## Directions for this task
In the forum post, what did the writer's partner do when his co-workers were ogling?

## Page excerpt
************
My man was a terrible oggler when we met. I got very upset about it. If he did not change we would not have lasted. He was probably a terrible flirt too. In fact, I think he was. I tried to put it in a way he could understand. All that behaviour is like a slippery slope. One thing leads to another. So, before u know it, you find yourself in a position of being at a crossroads of yes or no to a physical opportunity with another. Oggling leads another to believe you fancy them. Invites them to flirt back. The flirting becomes more serious. Then the slippery slope invites further contact. All you need is the right person and the right circumstances (or rather, wrong) and the oggling/flirting turns into so much more. He understood and it ended. At least in front of me anyway. I only know what he does in front of me. Though he has told me of a situation where his co workers were oggling and he walked away in disgust! I hope this is true for all cases, and not just that the women were not his cup of tea. I do wonder what he would have done if it was his kind of woman.

Your husbands actions sound extremely encouraging. Excellent!


----------



## canttrustu (Feb 22, 2012)
************
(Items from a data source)
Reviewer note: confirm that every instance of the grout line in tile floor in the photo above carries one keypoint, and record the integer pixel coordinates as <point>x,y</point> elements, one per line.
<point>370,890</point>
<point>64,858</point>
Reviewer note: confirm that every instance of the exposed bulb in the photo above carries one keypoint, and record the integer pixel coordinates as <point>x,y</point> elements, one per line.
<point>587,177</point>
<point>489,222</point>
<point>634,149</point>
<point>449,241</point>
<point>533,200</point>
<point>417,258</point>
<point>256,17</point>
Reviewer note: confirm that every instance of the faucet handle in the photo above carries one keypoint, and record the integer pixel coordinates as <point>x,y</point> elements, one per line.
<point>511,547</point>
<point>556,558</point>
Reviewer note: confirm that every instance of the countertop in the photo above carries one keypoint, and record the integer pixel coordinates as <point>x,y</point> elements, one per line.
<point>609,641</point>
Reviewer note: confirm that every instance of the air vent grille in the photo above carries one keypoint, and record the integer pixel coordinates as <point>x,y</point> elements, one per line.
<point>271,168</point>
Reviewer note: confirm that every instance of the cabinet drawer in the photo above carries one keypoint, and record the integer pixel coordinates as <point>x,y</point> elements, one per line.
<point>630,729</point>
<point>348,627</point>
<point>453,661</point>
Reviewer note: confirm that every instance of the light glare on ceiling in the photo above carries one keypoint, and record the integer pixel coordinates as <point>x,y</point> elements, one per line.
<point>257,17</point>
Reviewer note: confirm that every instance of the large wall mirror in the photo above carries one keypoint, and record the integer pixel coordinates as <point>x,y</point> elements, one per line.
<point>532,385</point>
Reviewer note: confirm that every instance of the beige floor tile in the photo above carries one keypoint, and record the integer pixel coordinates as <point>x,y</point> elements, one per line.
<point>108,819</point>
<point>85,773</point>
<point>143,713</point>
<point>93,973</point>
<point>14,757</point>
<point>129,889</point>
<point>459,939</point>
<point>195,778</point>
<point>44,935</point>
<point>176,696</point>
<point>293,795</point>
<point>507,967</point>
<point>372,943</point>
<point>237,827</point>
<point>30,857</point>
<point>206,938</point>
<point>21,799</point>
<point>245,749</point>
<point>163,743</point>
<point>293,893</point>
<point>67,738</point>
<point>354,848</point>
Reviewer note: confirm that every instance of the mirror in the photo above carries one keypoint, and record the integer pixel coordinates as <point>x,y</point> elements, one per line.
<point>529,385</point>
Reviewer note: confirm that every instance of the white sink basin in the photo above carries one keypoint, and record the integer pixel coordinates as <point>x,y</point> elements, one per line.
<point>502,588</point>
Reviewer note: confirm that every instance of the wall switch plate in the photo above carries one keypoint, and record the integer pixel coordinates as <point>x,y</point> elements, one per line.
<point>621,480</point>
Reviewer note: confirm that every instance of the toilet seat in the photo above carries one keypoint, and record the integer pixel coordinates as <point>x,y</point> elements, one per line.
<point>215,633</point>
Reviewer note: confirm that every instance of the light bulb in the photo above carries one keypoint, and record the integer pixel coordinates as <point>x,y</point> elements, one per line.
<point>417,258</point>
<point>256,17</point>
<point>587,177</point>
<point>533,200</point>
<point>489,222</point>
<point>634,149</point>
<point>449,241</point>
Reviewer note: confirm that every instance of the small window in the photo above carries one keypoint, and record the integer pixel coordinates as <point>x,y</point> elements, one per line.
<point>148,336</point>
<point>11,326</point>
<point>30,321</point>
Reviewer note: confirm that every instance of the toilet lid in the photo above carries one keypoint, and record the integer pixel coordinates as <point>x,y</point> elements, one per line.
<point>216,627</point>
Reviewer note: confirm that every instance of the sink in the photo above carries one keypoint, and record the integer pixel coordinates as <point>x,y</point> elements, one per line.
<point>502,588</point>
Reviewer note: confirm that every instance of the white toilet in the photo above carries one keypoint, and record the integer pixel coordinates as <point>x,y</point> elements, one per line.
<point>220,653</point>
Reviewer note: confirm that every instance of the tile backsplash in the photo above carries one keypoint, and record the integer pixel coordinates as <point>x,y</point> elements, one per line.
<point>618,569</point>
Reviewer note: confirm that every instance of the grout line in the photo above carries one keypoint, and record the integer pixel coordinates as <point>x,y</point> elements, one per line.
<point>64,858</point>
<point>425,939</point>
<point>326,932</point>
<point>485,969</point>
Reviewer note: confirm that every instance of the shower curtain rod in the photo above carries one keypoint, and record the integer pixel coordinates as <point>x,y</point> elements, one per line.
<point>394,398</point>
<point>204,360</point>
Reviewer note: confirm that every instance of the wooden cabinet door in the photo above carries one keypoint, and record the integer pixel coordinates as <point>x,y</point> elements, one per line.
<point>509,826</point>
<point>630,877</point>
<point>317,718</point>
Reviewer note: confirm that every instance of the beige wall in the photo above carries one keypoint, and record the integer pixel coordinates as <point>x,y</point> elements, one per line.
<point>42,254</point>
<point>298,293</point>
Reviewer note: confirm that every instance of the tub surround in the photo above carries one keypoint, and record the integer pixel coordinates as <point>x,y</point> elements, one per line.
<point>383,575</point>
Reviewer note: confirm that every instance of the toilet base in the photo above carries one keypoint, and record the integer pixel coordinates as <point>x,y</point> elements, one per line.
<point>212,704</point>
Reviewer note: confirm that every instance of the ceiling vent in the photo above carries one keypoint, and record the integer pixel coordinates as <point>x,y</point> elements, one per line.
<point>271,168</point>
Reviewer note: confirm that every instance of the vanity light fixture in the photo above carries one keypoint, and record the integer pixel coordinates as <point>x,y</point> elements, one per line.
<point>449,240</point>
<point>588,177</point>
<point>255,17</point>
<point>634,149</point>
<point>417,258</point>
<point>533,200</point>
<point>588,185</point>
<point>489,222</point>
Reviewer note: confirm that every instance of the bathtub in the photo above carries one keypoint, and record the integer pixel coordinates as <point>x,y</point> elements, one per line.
************
## Expected output
He walked away in disgust.